→ 短い問題 A
エントリの、「Practice. Point out each instance of the broccoli」を含む行から始まりエントリの最後の行で終わる範囲（両端を含む）を、1行を1つの文字列とするJSONの配列に書き換えてください。空行は入れない。
━━━ 課題文
日本の未来を変える「STEAM教育」、現場でどう教える? 「自ら課題を立てられる子」は、こう育まれる

「自ら課題を立てられる子」を育むSTEAM教育
国の将来、あるいは国力の盛衰は、その国が生み出すテクノロジーやイノベーションの成果にかかっているといっても過言ではない。その言葉どおり、日本は戦後、科学技術立国として大きな成長を遂げた。しかし、今やそんな日本の姿は失われつつある。もう一度科学技術立国として復権するにはどうすればいいのか。こうした危機感から注目されているのが、理数系人材の育成=STEAM教育の拡充による人材育成だ。しかし、一般社団法人STEAM JAPAN代表理事の井上祐巳梨さんは、もう1つ別の視点を示す。
━━━━━━
━━━ 演習の入力
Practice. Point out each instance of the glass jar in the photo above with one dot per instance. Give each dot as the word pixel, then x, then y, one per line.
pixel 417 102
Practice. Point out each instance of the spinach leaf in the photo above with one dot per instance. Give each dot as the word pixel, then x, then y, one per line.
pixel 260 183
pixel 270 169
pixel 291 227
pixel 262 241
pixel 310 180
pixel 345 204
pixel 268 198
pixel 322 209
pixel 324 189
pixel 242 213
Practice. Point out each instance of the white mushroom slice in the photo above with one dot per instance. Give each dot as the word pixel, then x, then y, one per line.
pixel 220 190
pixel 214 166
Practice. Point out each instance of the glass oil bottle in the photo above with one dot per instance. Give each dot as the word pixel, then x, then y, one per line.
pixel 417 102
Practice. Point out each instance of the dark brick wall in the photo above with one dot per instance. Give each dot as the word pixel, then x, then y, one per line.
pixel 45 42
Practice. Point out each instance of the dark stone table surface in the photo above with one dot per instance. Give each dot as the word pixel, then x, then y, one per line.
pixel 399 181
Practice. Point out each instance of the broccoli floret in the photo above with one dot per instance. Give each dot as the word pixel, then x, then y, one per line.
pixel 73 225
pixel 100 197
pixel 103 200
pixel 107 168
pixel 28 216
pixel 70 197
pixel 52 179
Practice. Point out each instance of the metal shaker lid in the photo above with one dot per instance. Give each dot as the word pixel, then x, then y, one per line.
━━━━━━
→ 短い問題 B
課題文で、一般社団法人STEAM JAPANの代表理事として紹介されているのは誰か。

→ 解答 A
[
  "Practice. Point out each instance of the broccoli floret in the photo above with one dot per instance. Give each dot as the word pixel, then x, then y, one per line.",
  "pixel 73 225",
  "pixel 100 197",
  "pixel 103 200",
  "pixel 107 168",
  "pixel 28 216",
  "pixel 70 197",
  "pixel 52 179",
  "Practice. Point out each instance of the metal shaker lid in the photo above with one dot per instance. Give each dot as the word pixel, then x, then y, one per line."
]

→ 解答 B
井上祐巳梨さん